EXERCISE TASK – Rewrite the rows below with "spotted" replaced by "striped", keeping everything else the same and leaving out the pictures.

━━ DATA PROVIDED ━━

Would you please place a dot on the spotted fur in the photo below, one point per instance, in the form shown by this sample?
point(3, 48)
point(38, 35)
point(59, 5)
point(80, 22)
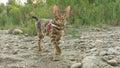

━━━

TASK SOLUTION –
Would you please place a dot on the striped fur in the photo below, one point per instance, in the form shown by this sample?
point(3, 48)
point(38, 35)
point(59, 5)
point(80, 22)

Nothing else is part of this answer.